**Your objective:**
What follows is a set of records; restate each one word for word and drop the pictures.

--- begin Input material ---

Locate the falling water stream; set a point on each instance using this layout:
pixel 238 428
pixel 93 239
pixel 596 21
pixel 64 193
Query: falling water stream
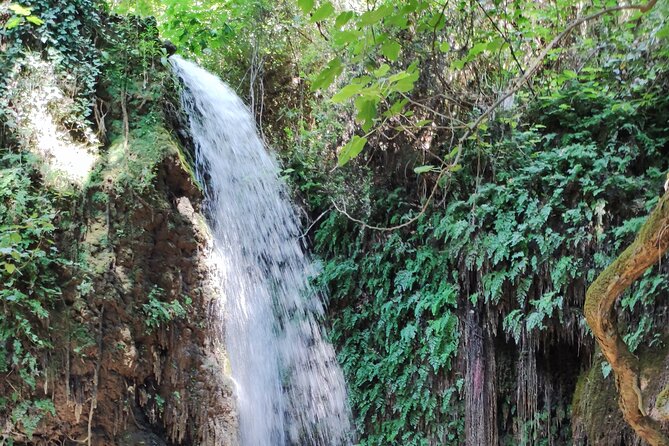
pixel 290 389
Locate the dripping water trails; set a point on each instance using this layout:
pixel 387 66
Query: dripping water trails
pixel 291 390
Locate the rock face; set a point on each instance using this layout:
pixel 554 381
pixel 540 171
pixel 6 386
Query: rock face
pixel 132 358
pixel 158 369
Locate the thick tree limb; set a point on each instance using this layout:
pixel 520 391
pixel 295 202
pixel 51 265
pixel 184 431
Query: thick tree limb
pixel 650 244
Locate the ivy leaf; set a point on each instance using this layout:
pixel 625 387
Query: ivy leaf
pixel 424 169
pixel 351 150
pixel 306 5
pixel 326 77
pixel 323 12
pixel 20 10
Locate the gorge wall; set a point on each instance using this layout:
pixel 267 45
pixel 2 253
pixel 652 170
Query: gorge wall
pixel 105 330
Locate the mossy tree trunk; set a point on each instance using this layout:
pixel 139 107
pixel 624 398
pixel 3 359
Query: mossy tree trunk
pixel 648 247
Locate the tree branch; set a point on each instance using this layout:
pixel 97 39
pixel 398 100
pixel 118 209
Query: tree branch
pixel 651 243
pixel 515 86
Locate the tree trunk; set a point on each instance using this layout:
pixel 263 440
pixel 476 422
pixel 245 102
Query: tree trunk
pixel 648 247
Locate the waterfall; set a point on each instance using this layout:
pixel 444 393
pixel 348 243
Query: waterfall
pixel 290 389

--- end Input material ---

**Problem solution:**
Locate the falling water stream; set a point on each instance using this layout:
pixel 238 428
pixel 93 239
pixel 596 21
pixel 64 193
Query: falling water stream
pixel 290 389
Locate the dripping water trails; set a point on each instance using this layout:
pixel 387 66
Query: dripping water trails
pixel 291 390
Locate the rock face; set a point on each instance using this layout:
pixel 554 381
pixel 540 171
pixel 6 386
Query: rock face
pixel 132 358
pixel 158 369
Locate the thick tree limb; set a point on each instance using this layout:
pixel 520 391
pixel 295 202
pixel 51 265
pixel 184 431
Query: thick tree limb
pixel 650 244
Locate the ivy leaf; set a point on each instance using this layout:
pixel 625 387
Query: ivy leaf
pixel 424 169
pixel 351 150
pixel 306 5
pixel 326 77
pixel 323 12
pixel 20 10
Locate the gorge wall; set a point on each instance using this layout:
pixel 267 45
pixel 2 253
pixel 652 170
Query: gorge wall
pixel 105 330
Locate the mossy tree trunk; set a point on each instance using this layout:
pixel 139 107
pixel 624 398
pixel 3 359
Query: mossy tree trunk
pixel 648 247
Locate the tree branch; set a point on each instance using this layout:
pixel 97 39
pixel 398 100
pixel 118 209
Query: tree branch
pixel 651 243
pixel 515 86
Locate the tree trunk; set a point on each instance using this layout:
pixel 263 440
pixel 476 422
pixel 245 102
Query: tree trunk
pixel 648 247
Locate the waterfall; set a point on each instance using this layout:
pixel 444 393
pixel 348 243
Query: waterfall
pixel 290 389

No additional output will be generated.